#### Job
Could you write out the material again from the line with "one marker per instance, written like [908,279]" through the end, both ends included and each request kept as it is? Scale every coordinate in the answers by 1.9 and round to whole numbers, rounding halves up, but leave the numbers in the requests and their format samples unchanged.

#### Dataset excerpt
--- --- ---
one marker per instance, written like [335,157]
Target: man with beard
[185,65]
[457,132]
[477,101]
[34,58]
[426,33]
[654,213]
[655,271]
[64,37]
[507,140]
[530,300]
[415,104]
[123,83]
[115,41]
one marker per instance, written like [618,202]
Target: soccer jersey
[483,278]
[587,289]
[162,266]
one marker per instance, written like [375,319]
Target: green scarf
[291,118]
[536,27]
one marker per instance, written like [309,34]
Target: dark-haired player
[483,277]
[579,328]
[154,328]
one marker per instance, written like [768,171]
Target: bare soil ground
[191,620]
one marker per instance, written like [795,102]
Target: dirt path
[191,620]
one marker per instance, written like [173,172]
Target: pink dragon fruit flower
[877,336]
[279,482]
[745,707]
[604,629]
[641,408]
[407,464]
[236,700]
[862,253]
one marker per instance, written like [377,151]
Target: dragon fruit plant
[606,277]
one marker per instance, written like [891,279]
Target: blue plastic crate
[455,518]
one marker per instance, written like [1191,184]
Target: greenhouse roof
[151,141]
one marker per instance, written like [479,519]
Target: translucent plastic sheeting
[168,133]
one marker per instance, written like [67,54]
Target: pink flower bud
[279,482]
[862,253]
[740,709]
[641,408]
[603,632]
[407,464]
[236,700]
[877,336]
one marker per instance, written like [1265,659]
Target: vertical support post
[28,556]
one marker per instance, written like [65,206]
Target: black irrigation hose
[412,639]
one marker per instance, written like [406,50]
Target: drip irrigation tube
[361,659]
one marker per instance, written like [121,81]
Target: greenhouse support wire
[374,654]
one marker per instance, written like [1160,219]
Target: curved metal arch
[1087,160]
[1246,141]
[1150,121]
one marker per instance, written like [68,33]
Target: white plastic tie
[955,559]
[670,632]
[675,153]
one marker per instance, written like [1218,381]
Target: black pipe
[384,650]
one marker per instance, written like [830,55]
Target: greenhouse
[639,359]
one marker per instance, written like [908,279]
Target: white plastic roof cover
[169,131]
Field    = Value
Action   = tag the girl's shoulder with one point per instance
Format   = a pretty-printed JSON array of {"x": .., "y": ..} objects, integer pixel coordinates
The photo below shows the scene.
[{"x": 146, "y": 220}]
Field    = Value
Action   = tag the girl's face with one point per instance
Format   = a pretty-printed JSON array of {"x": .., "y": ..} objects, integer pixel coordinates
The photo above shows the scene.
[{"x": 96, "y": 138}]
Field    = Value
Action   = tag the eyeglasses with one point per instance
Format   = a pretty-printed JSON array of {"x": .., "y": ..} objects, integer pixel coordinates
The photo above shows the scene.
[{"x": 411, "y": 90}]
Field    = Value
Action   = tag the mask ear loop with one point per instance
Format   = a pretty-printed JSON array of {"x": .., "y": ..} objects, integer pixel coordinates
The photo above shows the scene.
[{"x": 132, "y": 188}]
--- --- ---
#### Result of the task
one marker per instance, written like [908,279]
Target: white plastic roof cover
[321,249]
Field    = Value
Action   = tag the girl's shoulder with one point per instance
Format   = a pretty-printed JSON array of {"x": .., "y": ..} objects, integer pixel coordinates
The photo below shows the scene.
[{"x": 277, "y": 418}]
Field    = Value
Action   = tag the girl's face with one point per instance
Format   = a pretty-printed JSON array of {"x": .., "y": ..} objects, integer pixel coordinates
The photo above shows the scene.
[{"x": 182, "y": 262}]
Field    = Value
Action   = tag the eyeglasses with one point per instance
Format   = a pretty-printed JSON array of {"x": .., "y": ..} objects, integer pixel coordinates
The photo above shows the scene.
[{"x": 781, "y": 171}]
Field    = Value
Action   = tag the mask ear loop with one point per instance
Format   = a pretty-printed JSON array of {"x": .., "y": ..} objects, integer pixel coordinates
The photo above shows the scene.
[{"x": 251, "y": 357}]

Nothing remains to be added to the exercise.